> Given request a: In the entries below, copy word for word the lines from the one containing "# Provide the mask of every instance of the green" through the one containing "--target=green tree", including both of those lines.

It went off without a hitch.  

God showed up.  He showed UP.  

My biggest fear concerning this whole grand adventure was that somehow it was all rooted in my pride and God was going to use it to make me fall flat on my face.  But that was just a lie trying to thwart me from doing that which He has called me to do, which is to bring together women and create a community that recognizes how active and alive God is and how He desires us to walk together as sisters in Christ.

Being a part of community building is a beautiful privilege and I'm learning that it's like the role of a gardener.  You prep the soil, you create the boundaries, you provide a safe space and nourishment.  But God is the one that grows it.  A gardener cannot manually crack open the seed's shell, prying off the hard casing, and using words, command it to sprout.  It is in fact, just the opposite:

Seeds split open when the root begins to grow out from the center of the seed, a result of being exposed to warmth and moisture in the soil. (1)

> Given request b: Translate this sentence from the passage about community building into Spanish: "You prep the soil, you create the boundaries, you provide a safe space and nourishment."

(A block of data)
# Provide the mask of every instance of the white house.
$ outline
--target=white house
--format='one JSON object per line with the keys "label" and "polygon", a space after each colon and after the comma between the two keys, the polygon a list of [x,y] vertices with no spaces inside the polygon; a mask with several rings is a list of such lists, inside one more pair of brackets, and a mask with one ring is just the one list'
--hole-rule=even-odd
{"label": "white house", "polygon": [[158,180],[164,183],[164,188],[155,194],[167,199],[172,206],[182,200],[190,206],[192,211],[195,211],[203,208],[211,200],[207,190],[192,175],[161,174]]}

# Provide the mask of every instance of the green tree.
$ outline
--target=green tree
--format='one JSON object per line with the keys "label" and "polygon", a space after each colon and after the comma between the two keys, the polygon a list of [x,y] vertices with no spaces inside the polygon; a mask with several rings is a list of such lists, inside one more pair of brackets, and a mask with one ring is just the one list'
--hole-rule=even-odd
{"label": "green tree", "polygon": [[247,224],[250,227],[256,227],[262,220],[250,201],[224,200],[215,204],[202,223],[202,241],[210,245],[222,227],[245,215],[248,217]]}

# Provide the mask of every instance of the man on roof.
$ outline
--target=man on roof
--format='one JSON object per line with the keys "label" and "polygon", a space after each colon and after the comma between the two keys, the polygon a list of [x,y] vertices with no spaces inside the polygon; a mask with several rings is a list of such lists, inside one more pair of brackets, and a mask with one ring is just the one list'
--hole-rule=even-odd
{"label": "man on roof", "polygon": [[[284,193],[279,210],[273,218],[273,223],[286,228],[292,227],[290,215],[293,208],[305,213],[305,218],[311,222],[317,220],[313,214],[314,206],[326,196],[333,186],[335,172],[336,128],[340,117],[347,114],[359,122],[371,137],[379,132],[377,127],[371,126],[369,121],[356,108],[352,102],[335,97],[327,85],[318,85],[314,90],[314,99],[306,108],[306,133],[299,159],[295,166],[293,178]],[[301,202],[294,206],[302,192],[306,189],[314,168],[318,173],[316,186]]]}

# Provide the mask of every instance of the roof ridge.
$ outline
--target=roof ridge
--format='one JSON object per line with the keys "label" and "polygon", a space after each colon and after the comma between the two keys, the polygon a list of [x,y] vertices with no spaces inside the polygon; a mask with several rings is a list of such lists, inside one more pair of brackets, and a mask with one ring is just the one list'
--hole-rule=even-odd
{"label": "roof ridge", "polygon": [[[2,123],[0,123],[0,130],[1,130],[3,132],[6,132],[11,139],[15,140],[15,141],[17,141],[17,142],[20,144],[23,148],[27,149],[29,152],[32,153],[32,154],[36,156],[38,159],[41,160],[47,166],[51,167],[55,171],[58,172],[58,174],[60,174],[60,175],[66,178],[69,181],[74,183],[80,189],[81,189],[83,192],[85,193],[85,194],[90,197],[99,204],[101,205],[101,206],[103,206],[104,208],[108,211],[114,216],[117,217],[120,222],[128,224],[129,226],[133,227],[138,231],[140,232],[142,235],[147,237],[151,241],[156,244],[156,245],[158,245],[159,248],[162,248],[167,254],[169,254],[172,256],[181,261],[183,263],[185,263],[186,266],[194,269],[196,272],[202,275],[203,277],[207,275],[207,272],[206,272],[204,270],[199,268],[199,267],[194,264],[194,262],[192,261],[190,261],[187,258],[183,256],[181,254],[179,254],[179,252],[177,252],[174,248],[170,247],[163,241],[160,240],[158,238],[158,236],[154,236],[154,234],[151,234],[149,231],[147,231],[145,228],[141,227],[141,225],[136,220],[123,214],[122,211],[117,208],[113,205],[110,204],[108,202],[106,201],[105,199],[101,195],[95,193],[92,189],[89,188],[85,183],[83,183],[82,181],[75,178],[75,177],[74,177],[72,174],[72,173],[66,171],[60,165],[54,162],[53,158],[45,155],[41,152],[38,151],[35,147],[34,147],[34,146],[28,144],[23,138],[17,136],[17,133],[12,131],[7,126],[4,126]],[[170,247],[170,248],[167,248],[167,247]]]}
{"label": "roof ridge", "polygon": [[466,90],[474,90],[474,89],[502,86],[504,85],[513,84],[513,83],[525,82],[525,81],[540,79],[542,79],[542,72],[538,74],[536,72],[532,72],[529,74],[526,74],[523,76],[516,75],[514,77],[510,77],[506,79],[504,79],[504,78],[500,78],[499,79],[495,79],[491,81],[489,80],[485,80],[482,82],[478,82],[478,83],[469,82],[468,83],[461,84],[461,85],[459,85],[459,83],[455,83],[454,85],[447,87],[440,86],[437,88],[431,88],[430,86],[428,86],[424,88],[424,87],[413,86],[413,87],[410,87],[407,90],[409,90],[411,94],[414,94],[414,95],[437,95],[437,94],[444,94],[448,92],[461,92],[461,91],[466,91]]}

> Full answer a:
# Provide the mask of every instance of the green tree.
$ outline
--target=green tree

> Full answer b: Preparas la tierra, estableces los límites, proporcionas un espacio seguro y alimento.